** Data in this exercise follows **
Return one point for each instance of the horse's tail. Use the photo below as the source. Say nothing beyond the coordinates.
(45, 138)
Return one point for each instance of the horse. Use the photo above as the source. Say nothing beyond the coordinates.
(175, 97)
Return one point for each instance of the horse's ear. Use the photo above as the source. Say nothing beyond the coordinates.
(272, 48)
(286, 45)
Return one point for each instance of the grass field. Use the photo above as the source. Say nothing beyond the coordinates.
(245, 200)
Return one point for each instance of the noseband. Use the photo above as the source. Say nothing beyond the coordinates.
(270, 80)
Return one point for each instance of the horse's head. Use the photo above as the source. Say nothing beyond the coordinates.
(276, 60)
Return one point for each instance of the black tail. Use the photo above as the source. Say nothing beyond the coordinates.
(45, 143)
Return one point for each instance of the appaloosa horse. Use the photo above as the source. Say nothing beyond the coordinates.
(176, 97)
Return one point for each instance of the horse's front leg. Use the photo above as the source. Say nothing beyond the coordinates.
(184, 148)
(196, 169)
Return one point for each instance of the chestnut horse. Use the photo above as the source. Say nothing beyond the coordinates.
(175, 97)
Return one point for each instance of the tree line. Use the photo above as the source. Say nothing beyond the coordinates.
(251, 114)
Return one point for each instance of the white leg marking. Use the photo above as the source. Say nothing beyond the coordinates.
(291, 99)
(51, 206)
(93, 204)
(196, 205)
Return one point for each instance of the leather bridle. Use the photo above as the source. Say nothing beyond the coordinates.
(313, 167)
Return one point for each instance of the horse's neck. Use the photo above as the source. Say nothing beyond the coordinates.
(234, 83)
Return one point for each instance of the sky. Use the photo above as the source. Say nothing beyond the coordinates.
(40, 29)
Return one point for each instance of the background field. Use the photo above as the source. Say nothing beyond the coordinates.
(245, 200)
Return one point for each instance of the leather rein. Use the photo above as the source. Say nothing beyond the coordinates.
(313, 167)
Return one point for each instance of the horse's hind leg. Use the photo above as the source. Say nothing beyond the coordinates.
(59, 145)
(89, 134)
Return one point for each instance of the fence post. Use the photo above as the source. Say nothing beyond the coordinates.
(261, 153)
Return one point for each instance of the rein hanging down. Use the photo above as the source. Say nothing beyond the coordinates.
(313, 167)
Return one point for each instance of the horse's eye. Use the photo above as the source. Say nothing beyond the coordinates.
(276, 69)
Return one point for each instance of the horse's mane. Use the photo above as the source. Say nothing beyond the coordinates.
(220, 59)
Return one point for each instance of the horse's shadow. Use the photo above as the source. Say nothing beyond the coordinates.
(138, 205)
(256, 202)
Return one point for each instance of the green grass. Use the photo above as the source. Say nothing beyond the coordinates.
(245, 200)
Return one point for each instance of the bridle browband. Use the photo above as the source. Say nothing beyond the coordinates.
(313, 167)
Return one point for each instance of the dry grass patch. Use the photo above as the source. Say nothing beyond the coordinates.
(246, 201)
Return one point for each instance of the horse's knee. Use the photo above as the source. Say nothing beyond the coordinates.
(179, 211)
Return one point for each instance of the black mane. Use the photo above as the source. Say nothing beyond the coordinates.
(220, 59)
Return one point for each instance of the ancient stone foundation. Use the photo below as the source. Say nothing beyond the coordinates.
** End of Data in this exercise **
» Directions
The records need to be reproduced in their entirety, word for word.

» Exercise result
Return one point for each instance of the horse's tail. Use the photo below as the source. Say nothing beyond the coordinates.
(45, 138)
Return one point for each instance of the horse. Use the photo above as the source. Say nothing beyond the coordinates.
(175, 97)
Return one point for each instance of the horse's ear. Use the photo above as the source. Say nothing beyond the coordinates.
(272, 48)
(286, 45)
Return one point for each instance of the grass field. Use the photo above as the source. Say nothing beyond the coordinates.
(245, 200)
Return one point for each instance of the noseband. Use the photo above as the source. Say nothing beyond the coordinates.
(270, 80)
Return one point for each instance of the horse's head. Use the photo above as the source. Say nothing beyond the coordinates.
(276, 60)
Return one point for each instance of the black tail. Use the photo above as the source. Say nothing beyond the coordinates.
(45, 143)
Return one point for each instance of the appaloosa horse. Use the photo above as the source. Say nothing beyond the coordinates.
(176, 97)
Return one point for each instance of the horse's front leg. Use the photo above as the source. Say nothing beyond the coordinates.
(184, 148)
(196, 169)
Return one point for each instance of the chestnut horse. Use the photo above as the source. Say nothing beyond the coordinates.
(175, 97)
Return one point for each instance of the tree line. Use the photo above as the source. Say nothing beyond the coordinates.
(251, 114)
Return one point for each instance of the white leg marking. Use the photo above as the source. Say nothing beyond the coordinates.
(291, 99)
(51, 206)
(93, 204)
(196, 205)
Return one point for each instance of the leather bridle. Use the photo above as the source. Say nothing beyond the coordinates.
(313, 167)
Return one point for each instance of the horse's neck. Use the photo above as the source. Say nothing beyond the coordinates.
(234, 83)
Return one point for each instance of the sky. Use the photo above as the source. Say nothing beyond the coordinates.
(40, 29)
Return one point for each instance of the background field. Use the photo above as the source. Say nothing beyond the coordinates.
(245, 200)
Return one point for each instance of the leather rein. Use the photo above as the source. Say nothing beyond the coordinates.
(313, 167)
Return one point for each instance of the horse's hind leg. Use the photo above as the source. Say nothing beyond the coordinates.
(59, 145)
(89, 134)
Return one point for each instance of the fence post. Use the photo above as the source. Say nothing beyond the coordinates.
(261, 153)
Return one point for each instance of the rein hanging down. Use the photo above as the source. Say nothing beyond the coordinates.
(313, 167)
Return one point for each instance of the horse's eye. Use the photo above as the source. Say nothing beyond the coordinates.
(276, 69)
Return one point for each instance of the horse's mane. Use the photo above as the source. Say nothing beyond the coordinates.
(220, 59)
Return one point for each instance of the horse's shadow. Use the photo above as the source. Say nothing beyond the coordinates.
(138, 205)
(256, 202)
Return one point for each instance of the green grass. Use the photo above as the source. Say nothing beyond the coordinates.
(245, 200)
Return one point for each instance of the bridle browband. Use the photo above as the source. Say nothing beyond the coordinates.
(313, 167)
Return one point for each instance of the dry grass patch. Use the photo above as the source. Say nothing beyond the coordinates.
(246, 201)
Return one point for each instance of the horse's knee. Use the photo above as the source. Say nothing beyond the coordinates.
(179, 211)
Return one point for each instance of the black mane. Use the photo above as the source. Say nothing beyond the coordinates.
(220, 59)
Return one point for each instance of the ancient stone foundation. Use the photo below as the source. Say nothing beyond the coordinates.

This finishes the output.